● Aim of the exercise: Replace every "sample form" in the records below with "expected format", keeping everything else unchanged. Leave the pictures out of your answer.

Point-based annotation data:
- - - -
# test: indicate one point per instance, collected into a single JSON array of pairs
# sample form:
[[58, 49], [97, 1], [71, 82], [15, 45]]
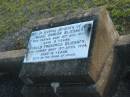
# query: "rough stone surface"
[[87, 71], [11, 61]]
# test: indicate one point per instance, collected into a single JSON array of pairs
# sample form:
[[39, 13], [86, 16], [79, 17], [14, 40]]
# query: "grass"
[[16, 13]]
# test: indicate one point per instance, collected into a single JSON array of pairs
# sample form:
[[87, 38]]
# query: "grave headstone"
[[86, 66]]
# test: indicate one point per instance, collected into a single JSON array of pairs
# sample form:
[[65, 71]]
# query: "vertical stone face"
[[11, 61], [77, 70]]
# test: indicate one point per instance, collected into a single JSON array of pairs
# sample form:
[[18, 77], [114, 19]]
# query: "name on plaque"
[[60, 43]]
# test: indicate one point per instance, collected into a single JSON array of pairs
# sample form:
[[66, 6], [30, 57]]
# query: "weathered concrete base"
[[11, 61], [79, 70], [104, 87], [63, 91]]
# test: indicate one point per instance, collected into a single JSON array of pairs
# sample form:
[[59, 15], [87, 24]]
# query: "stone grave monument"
[[71, 57]]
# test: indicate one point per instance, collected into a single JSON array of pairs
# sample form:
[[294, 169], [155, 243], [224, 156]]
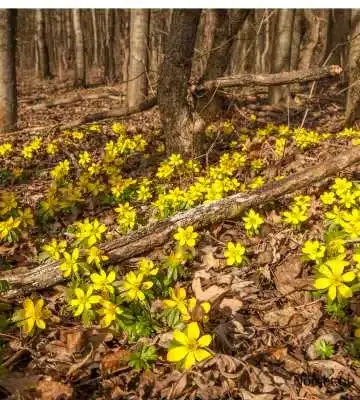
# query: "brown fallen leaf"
[[48, 389], [115, 360]]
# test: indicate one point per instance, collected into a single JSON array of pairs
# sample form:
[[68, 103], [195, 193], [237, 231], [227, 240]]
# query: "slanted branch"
[[281, 78], [48, 274]]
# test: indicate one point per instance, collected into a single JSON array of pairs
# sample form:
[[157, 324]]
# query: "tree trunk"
[[95, 37], [80, 72], [137, 72], [315, 40], [109, 71], [175, 112], [353, 97], [43, 51], [281, 53], [8, 101]]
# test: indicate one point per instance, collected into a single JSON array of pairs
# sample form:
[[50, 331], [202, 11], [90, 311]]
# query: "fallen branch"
[[115, 113], [281, 78], [48, 274], [73, 99]]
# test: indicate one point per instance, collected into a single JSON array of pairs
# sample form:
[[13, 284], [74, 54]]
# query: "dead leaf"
[[50, 390], [210, 294], [115, 360]]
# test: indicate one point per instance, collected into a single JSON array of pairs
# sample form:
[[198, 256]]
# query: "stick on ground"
[[48, 274]]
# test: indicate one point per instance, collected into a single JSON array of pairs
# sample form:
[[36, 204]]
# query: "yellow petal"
[[345, 291], [40, 324], [322, 283], [176, 354], [180, 337], [189, 360], [204, 341], [348, 276], [201, 354], [332, 292], [193, 331]]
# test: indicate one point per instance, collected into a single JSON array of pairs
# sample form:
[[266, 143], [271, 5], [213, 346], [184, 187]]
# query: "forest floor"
[[273, 335]]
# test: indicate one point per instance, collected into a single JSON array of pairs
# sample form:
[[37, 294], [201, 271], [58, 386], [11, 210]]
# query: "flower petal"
[[176, 354], [345, 291], [322, 283], [204, 341], [180, 337], [332, 292], [201, 354], [193, 331], [189, 360]]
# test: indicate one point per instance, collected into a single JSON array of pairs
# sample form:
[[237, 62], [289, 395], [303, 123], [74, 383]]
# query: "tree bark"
[[109, 70], [25, 281], [95, 37], [281, 53], [137, 72], [43, 51], [8, 98], [175, 112], [353, 96], [80, 70]]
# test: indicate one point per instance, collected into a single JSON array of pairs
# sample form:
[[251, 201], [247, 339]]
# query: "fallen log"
[[281, 78], [156, 234]]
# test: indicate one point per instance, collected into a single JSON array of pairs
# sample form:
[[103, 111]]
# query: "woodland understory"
[[130, 270]]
- - - -
● Written response:
# test: indicate one point per instance, collected into a single JSON array of pairs
# expected format:
[[58, 49], [97, 1], [71, 82], [15, 45]]
# query: "rough stone surface"
[[87, 71], [11, 61]]
# test: indicate one point per instance, collected into a single JSON array of pairs
# expected format:
[[39, 13], [86, 16], [79, 17], [14, 40]]
# query: "grass"
[[16, 13]]
# test: indicate one point per instance, collected into a single JSON array of pairs
# expected format:
[[87, 38]]
# query: "grave headstone"
[[86, 66]]
# test: indicate one point per instance, collected into a single JSON array of pairs
# expected format:
[[65, 71]]
# query: "vertical stone face"
[[11, 61], [77, 70]]
# test: indicate one point per instance, collected into a single JSON array of pairs
# expected format:
[[18, 77], [114, 19]]
# query: "name on plaque"
[[60, 43]]
# test: indicate one point per instance, collected into a single JSON array of pairs
# expected format:
[[66, 6], [30, 57]]
# query: "weathered concrete base"
[[11, 61], [79, 70], [104, 87], [63, 91]]
# test: indicate one point per instance, collected into a single JSON array of pairs
# expected format:
[[59, 15], [87, 24]]
# query: "stone grave monument"
[[71, 57]]
# test: indicate one point per instance, collected into a single JSON array of pairs
# expected format:
[[294, 169], [155, 243], [224, 156]]
# query: "brown fallen leaf"
[[48, 389], [115, 360]]
# test: indicate one point per instance, collected into a single JSON array of pairs
# expected format:
[[68, 103], [195, 193], [237, 231], [227, 240]]
# query: "slanted branch"
[[281, 78], [48, 274]]
# test: indicate one point per instance, collected into a single JSON array of pairs
# expected format:
[[157, 324]]
# query: "tree trunk"
[[95, 37], [80, 72], [137, 72], [315, 40], [109, 71], [175, 112], [353, 97], [43, 51], [281, 53], [8, 101]]
# test: indicate one point per instance, collected into a single JSON array of pairs
# expected format:
[[50, 331], [202, 11], [90, 311]]
# query: "fallen branch"
[[115, 113], [281, 78], [48, 274], [73, 99]]
# test: indicate one point per instance, collected into a single JSON array of pairs
# expected format:
[[13, 284], [74, 54]]
# query: "dead leaf"
[[50, 390], [210, 294], [115, 360]]
# test: indicate one point per instance, collected into a single JSON array of pairs
# expected format:
[[198, 256]]
# query: "stick on ground"
[[48, 274]]
# test: indicate one point per instance, collected into a single JSON array of pairs
# expected format:
[[36, 204]]
# query: "yellow petal"
[[345, 291], [40, 324], [322, 283], [176, 354], [180, 337], [189, 360], [204, 341], [348, 276], [201, 354], [332, 292], [193, 331]]
# test: indicate one point per instance, collected into a single JSON array of pairs
# expected format:
[[266, 143], [271, 5], [213, 346], [184, 187]]
# query: "forest floor"
[[273, 335]]
# test: indicate one point per instance, collected into a single JSON array of pairs
# expected format:
[[37, 294], [201, 271], [58, 386], [11, 210]]
# query: "flower petal"
[[176, 354], [345, 291], [322, 283], [204, 341], [180, 337], [332, 292], [201, 354], [193, 331], [189, 360]]
# test: indicate one point per instance, collected into a single JSON array of pairs
# expected format:
[[237, 62], [289, 395], [303, 123], [74, 383]]
# query: "tree bark"
[[109, 70], [25, 281], [95, 37], [281, 53], [137, 72], [43, 51], [8, 98], [175, 112], [353, 96], [80, 70]]
# test: indicate one point per instance, collected into a single JSON array of pairs
# expected format:
[[251, 201], [247, 339]]
# query: "fallen log"
[[281, 78], [156, 234]]
# test: indicate one point per instance, collected into a single JSON array of pairs
# expected format:
[[103, 111]]
# query: "woodland understory"
[[130, 270]]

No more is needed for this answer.